• COSA FARE: Per favore, scrivi il seguito del testo sulle restrizioni dei diritti fondamentali in Svizzera durante la pandemia, partendo dopo la sua ultima frase.

• TESTO DEL DOCUMENTO:
# # # #
Viviamo veramente in Svizzera in una “dittatura sanitaria” voluta dalle autorità politiche in generale e del Consiglio federale in particolare, che limiterebbero e usurperebbero i diritti, le libertà e le volontà fondamentali del “popolo”?
In una situazione di emergenza e di crisi come quella della pandemia è la stessa Costituzione svizzera, oltre che la legge sulle epidemie, a conferire al potere politico la possibilità di limitare i diritti e le libertà fondamentali. Infatti l’art. 34 della Costituzione prevede che “le restrizioni dei diritti fondamentali devono essere giustificate da un interesse pubblico o dalla protezione di diritti fondamentali altrui”.
Le restrizioni alle libertà fondamentali sono volte a garantire l’interesse della salute pubblica. Non subiamo quindi le decisioni di un’autorità che abuserebbe del suo potere per schiacciare i diritti dei cittadini, ma che tenta di trovare un equilibrio all’interno di un conflitto tra i diritti dei cittadini, in particolare tra il diritto alla libertà e al benessere degli uni, e il diritto alla vita e alla salute degli altri.
# # # #
• MATERIALE FORNITO:
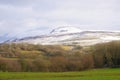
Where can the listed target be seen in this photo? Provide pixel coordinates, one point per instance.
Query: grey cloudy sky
(17, 16)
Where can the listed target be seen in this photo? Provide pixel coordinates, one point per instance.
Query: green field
(96, 74)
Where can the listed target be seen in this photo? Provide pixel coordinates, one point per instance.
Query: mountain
(71, 36)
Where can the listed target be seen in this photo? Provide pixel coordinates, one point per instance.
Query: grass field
(96, 74)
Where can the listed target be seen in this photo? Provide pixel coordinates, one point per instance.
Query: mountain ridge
(70, 36)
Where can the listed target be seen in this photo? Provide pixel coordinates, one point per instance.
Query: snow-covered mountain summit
(71, 36)
(65, 30)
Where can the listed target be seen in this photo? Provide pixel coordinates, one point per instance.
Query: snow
(66, 30)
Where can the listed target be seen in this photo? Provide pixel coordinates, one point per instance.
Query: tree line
(53, 58)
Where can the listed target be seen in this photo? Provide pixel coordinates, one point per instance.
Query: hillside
(70, 36)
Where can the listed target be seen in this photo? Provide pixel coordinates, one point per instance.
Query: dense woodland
(58, 58)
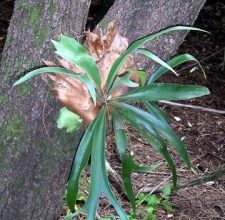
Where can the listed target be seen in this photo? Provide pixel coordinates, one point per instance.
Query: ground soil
(203, 133)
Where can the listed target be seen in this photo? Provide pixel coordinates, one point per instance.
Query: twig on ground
(193, 107)
(206, 58)
(198, 181)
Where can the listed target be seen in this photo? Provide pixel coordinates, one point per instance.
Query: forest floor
(202, 132)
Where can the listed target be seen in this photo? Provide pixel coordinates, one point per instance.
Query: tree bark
(33, 172)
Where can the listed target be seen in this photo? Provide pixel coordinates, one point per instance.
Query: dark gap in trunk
(6, 10)
(97, 11)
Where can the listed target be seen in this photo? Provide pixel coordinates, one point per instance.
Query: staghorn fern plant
(95, 82)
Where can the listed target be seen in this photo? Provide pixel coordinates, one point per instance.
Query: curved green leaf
(165, 91)
(156, 111)
(71, 50)
(173, 63)
(84, 78)
(125, 79)
(135, 45)
(122, 143)
(128, 164)
(99, 181)
(152, 56)
(161, 127)
(79, 163)
(153, 138)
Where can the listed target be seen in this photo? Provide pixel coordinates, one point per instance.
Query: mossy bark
(33, 171)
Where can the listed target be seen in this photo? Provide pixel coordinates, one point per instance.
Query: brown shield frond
(105, 49)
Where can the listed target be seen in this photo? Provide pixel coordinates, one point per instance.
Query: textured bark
(136, 19)
(33, 172)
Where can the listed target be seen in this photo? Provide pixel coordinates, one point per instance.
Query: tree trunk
(136, 19)
(33, 169)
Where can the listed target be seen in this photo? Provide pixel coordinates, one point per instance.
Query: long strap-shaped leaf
(173, 63)
(71, 50)
(122, 143)
(99, 181)
(152, 56)
(159, 126)
(152, 137)
(79, 163)
(165, 91)
(84, 78)
(135, 45)
(156, 111)
(128, 164)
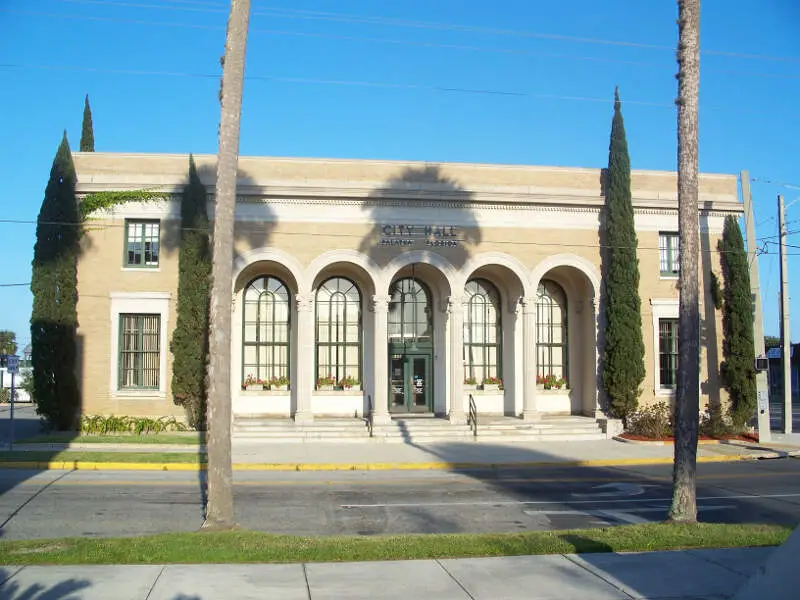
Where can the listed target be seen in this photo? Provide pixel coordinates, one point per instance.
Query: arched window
(551, 330)
(266, 329)
(409, 312)
(482, 332)
(339, 331)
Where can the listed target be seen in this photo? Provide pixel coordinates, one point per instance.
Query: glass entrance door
(410, 383)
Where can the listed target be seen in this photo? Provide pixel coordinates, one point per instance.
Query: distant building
(403, 284)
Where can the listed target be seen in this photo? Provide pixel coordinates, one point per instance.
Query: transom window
(482, 331)
(338, 305)
(139, 351)
(668, 254)
(668, 353)
(142, 243)
(551, 330)
(409, 312)
(266, 329)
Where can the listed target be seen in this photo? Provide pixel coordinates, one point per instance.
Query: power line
(209, 7)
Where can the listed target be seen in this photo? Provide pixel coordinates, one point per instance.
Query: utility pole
(762, 385)
(786, 340)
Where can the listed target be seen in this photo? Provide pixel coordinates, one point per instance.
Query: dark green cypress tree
(623, 356)
(55, 295)
(87, 133)
(189, 344)
(738, 365)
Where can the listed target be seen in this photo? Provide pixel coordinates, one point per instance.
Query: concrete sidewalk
(653, 575)
(254, 455)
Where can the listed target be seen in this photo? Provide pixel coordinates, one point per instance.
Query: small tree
(87, 132)
(8, 342)
(55, 295)
(189, 344)
(623, 356)
(738, 367)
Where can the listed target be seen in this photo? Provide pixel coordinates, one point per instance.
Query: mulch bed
(745, 437)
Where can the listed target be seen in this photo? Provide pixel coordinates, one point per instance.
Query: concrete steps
(413, 429)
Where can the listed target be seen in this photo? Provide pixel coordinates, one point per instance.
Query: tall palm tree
(687, 401)
(219, 504)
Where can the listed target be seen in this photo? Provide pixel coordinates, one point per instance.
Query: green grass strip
(253, 547)
(154, 438)
(88, 456)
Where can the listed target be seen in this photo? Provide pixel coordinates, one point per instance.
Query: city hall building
(401, 287)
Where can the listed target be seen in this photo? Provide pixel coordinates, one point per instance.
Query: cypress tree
(738, 365)
(55, 295)
(623, 356)
(189, 344)
(87, 133)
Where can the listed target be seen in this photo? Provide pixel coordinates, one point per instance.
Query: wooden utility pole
(762, 385)
(786, 340)
(219, 506)
(687, 400)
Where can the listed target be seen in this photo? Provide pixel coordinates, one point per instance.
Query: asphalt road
(76, 503)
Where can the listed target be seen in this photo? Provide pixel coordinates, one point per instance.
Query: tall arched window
(339, 331)
(482, 332)
(551, 330)
(266, 329)
(409, 312)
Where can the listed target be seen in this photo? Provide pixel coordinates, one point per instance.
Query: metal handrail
(370, 412)
(472, 418)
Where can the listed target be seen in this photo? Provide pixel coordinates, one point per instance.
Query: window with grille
(668, 353)
(142, 243)
(551, 331)
(338, 306)
(265, 340)
(668, 254)
(139, 351)
(482, 332)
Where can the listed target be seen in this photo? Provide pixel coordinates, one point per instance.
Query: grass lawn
(251, 547)
(43, 456)
(64, 437)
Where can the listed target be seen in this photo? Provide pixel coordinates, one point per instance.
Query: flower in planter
(279, 381)
(348, 382)
(326, 380)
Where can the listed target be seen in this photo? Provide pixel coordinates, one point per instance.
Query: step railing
(370, 411)
(472, 417)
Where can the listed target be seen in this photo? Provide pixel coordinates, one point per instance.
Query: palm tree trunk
(687, 401)
(219, 505)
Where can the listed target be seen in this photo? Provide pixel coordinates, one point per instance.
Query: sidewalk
(653, 575)
(255, 455)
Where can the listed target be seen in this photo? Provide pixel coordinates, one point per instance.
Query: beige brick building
(403, 284)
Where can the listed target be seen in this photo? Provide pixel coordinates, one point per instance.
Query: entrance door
(410, 383)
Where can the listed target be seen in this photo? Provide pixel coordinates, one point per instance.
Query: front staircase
(416, 430)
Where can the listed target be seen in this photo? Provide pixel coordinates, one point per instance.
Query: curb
(407, 466)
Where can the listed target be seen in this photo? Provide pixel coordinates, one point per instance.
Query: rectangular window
(668, 353)
(669, 254)
(141, 243)
(139, 351)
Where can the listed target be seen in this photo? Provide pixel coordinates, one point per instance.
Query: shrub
(654, 421)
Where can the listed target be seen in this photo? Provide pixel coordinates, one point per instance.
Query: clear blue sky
(309, 63)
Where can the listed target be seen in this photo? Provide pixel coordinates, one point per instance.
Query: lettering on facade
(406, 236)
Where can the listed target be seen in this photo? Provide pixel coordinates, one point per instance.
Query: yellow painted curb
(78, 465)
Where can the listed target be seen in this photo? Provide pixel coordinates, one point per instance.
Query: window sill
(138, 394)
(142, 269)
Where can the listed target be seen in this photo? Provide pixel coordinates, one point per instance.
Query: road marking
(619, 489)
(542, 502)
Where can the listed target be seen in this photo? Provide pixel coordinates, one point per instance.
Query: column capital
(380, 303)
(304, 302)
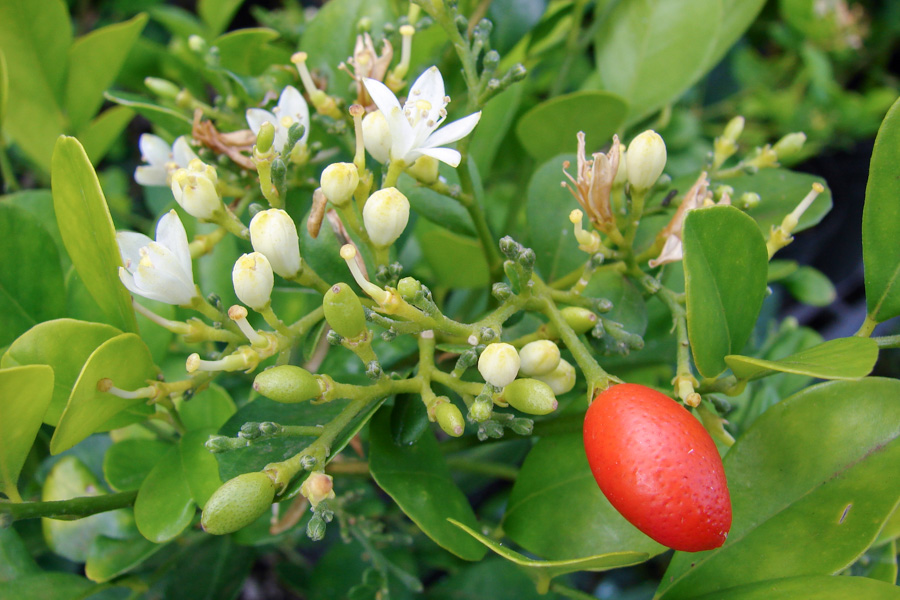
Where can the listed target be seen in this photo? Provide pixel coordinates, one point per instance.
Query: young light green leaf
(549, 128)
(814, 489)
(25, 394)
(725, 267)
(844, 358)
(126, 360)
(87, 231)
(881, 222)
(418, 479)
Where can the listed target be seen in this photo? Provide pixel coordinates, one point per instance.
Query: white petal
(154, 149)
(171, 234)
(452, 132)
(446, 155)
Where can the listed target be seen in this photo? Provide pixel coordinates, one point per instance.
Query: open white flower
(413, 127)
(291, 108)
(163, 160)
(159, 270)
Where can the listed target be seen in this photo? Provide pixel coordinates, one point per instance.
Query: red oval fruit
(658, 467)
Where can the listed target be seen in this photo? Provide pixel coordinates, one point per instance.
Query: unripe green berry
(287, 384)
(531, 396)
(344, 311)
(237, 503)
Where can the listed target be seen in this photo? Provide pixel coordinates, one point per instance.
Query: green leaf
(87, 231)
(35, 38)
(94, 61)
(809, 489)
(650, 51)
(127, 463)
(31, 281)
(556, 476)
(74, 341)
(725, 267)
(164, 506)
(542, 571)
(418, 479)
(126, 360)
(108, 557)
(844, 358)
(549, 128)
(25, 393)
(881, 222)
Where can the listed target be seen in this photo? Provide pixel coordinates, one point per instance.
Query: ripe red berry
(658, 467)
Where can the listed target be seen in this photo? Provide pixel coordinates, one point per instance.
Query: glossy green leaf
(725, 267)
(843, 358)
(74, 341)
(31, 280)
(108, 557)
(881, 222)
(650, 51)
(127, 463)
(418, 479)
(87, 231)
(164, 506)
(126, 360)
(94, 61)
(556, 474)
(818, 587)
(25, 394)
(809, 489)
(549, 128)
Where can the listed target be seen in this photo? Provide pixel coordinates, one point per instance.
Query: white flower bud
(377, 136)
(273, 233)
(561, 379)
(499, 364)
(253, 280)
(538, 358)
(194, 189)
(339, 181)
(385, 215)
(646, 160)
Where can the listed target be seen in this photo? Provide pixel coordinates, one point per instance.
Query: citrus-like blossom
(291, 108)
(414, 126)
(162, 160)
(159, 270)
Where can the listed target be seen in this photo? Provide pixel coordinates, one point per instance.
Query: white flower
(163, 159)
(412, 127)
(159, 270)
(292, 108)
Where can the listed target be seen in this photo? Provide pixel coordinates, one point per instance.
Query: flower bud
(194, 189)
(450, 418)
(561, 379)
(531, 396)
(538, 358)
(317, 488)
(344, 311)
(385, 215)
(287, 384)
(237, 503)
(273, 233)
(646, 160)
(499, 364)
(253, 280)
(377, 136)
(339, 181)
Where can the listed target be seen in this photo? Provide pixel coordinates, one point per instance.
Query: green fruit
(237, 503)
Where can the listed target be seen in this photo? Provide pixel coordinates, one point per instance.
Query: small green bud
(344, 311)
(450, 418)
(531, 396)
(287, 384)
(237, 503)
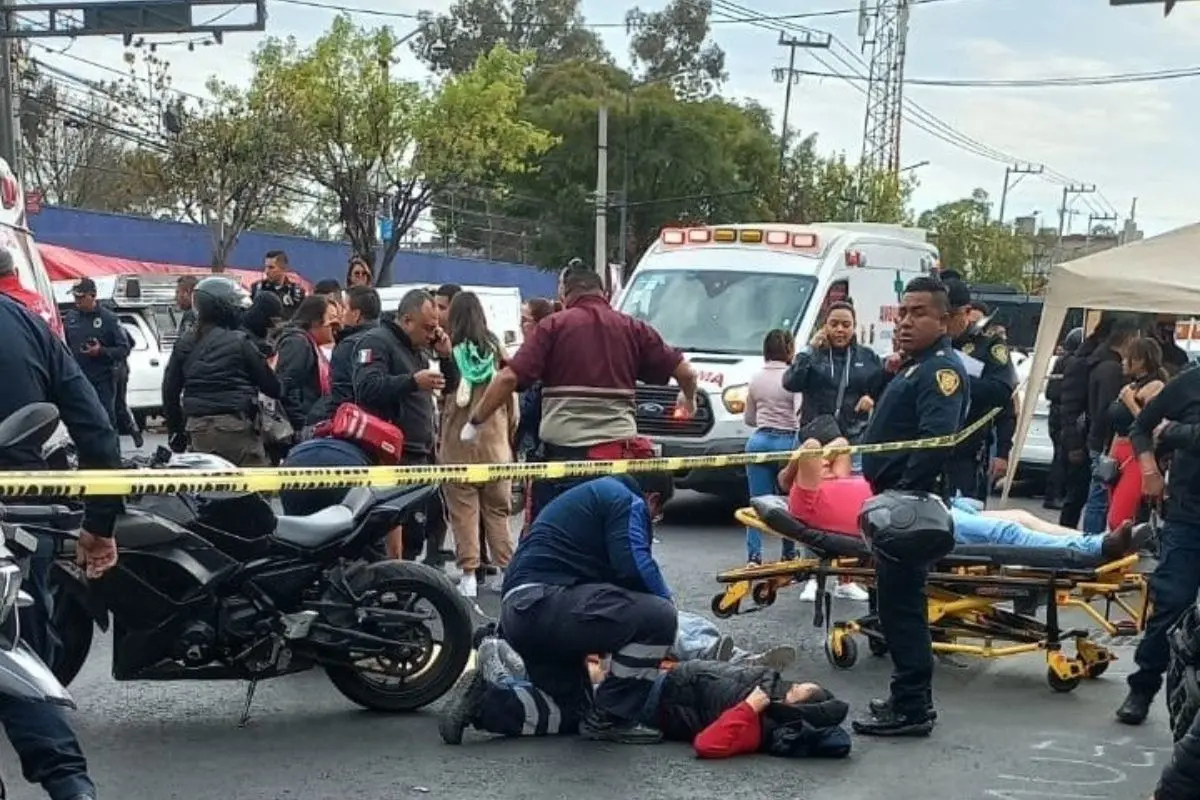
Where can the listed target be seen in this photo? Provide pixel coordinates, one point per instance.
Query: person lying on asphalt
(825, 495)
(723, 709)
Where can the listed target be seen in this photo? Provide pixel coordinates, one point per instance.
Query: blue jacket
(105, 326)
(37, 368)
(598, 531)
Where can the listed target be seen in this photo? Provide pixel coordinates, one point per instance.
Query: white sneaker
(496, 582)
(851, 591)
(809, 593)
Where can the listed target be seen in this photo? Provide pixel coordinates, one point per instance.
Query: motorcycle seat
(315, 530)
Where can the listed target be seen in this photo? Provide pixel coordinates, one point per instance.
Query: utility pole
(1015, 169)
(790, 77)
(1092, 218)
(1067, 191)
(601, 253)
(10, 137)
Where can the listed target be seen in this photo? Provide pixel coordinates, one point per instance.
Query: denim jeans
(1096, 510)
(972, 528)
(1173, 590)
(762, 480)
(47, 747)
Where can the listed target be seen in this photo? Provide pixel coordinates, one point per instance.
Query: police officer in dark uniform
(993, 382)
(1181, 777)
(928, 397)
(36, 367)
(99, 343)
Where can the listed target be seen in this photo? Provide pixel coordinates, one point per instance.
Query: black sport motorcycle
(23, 677)
(211, 587)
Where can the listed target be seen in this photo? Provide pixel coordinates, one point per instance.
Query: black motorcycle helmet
(1073, 340)
(217, 301)
(912, 528)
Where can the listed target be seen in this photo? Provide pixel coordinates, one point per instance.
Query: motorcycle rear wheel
(75, 629)
(438, 675)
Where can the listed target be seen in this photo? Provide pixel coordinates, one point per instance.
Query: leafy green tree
(673, 42)
(688, 162)
(73, 150)
(973, 244)
(551, 29)
(385, 148)
(829, 188)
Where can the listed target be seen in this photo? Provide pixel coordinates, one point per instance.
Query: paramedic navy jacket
(928, 397)
(1180, 403)
(105, 326)
(598, 531)
(37, 368)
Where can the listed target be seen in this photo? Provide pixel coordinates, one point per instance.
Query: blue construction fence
(179, 242)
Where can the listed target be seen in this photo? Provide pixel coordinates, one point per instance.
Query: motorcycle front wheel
(421, 667)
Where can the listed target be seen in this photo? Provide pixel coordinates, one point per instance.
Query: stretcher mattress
(773, 511)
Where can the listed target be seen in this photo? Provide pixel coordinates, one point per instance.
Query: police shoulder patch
(947, 382)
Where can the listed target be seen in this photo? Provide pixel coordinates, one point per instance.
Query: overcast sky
(1133, 140)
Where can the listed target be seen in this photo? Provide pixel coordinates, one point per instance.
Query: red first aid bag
(382, 440)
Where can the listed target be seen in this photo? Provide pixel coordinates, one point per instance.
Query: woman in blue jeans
(771, 410)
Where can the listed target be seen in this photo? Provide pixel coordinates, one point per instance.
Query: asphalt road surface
(1003, 734)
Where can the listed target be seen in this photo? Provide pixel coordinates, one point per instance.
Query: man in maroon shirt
(589, 359)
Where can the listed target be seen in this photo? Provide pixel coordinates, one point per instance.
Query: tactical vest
(1183, 673)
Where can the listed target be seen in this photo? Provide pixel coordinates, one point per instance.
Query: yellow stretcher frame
(964, 609)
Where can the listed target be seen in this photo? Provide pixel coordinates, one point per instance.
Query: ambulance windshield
(718, 311)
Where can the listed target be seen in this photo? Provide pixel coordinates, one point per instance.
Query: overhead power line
(913, 113)
(1033, 83)
(337, 7)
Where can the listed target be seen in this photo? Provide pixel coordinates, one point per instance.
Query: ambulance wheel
(1061, 685)
(763, 594)
(721, 612)
(849, 655)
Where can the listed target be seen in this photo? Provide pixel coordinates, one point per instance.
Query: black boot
(604, 727)
(883, 707)
(887, 722)
(1137, 707)
(462, 708)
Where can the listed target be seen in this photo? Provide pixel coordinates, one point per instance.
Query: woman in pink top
(771, 410)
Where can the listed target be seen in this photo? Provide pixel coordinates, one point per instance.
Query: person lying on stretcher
(723, 709)
(822, 494)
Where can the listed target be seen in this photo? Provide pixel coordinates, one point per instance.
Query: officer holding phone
(100, 346)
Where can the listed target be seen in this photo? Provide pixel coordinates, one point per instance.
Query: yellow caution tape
(169, 481)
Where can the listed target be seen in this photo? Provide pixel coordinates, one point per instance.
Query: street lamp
(912, 167)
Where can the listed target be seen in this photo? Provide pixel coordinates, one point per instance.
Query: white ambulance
(715, 292)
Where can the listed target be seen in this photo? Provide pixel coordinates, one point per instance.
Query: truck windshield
(718, 311)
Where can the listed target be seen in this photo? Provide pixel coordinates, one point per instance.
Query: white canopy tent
(1156, 275)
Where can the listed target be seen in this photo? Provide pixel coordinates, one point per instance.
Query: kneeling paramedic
(581, 582)
(928, 397)
(723, 709)
(1181, 777)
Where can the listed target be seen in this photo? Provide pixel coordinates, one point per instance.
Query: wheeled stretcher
(965, 593)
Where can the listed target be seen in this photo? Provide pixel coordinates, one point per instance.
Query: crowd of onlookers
(263, 385)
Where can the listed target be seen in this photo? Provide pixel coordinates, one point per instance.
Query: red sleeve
(529, 360)
(736, 733)
(657, 360)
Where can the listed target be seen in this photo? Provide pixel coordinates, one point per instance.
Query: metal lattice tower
(883, 28)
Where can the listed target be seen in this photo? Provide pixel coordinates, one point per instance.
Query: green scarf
(475, 366)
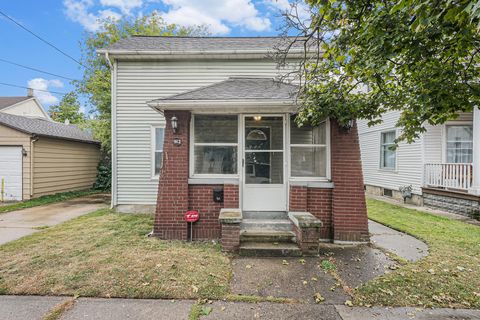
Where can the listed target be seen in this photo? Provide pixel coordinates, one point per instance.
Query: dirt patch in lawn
(105, 254)
(448, 277)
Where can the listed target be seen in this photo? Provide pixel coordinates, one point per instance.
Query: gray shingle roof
(10, 101)
(46, 128)
(169, 44)
(237, 88)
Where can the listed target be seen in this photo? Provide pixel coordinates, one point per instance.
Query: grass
(57, 312)
(105, 254)
(448, 277)
(40, 201)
# # # #
• SPAZIO RISPOSTA:
Non sarebbe quindi forse il caso, finalmente, di ammettere pubblicamente che chiedere più libertà e minori restrizioni significa anche prendersi il rischio e la responsabilità di causare più malattia e più morti nella popolazione, così come continuare a limitare le libertà fondamentali significa accettare che la situazione crei malessere e disagio mentale nella popolazione?
Se non si vuole ammettere che viviamo all’interno di questo conflitto, non rimane allora che negare le attuali conoscenze che abbiamo sul virus nonché il valore e la fiducia nella scienza, contribuendo così a rinforzare le opinioni e le teorie negazioniste e complottiste tra la popolazione.
Un populismo che evoca la dittatura e attacca la legittimità delle autorità politiche e scientifiche, e sfrutta per i suoi interessi personali le emozioni e l’affaticamento mentale della popolazione, non rischia di essere un pericolo peggiore per la democrazia?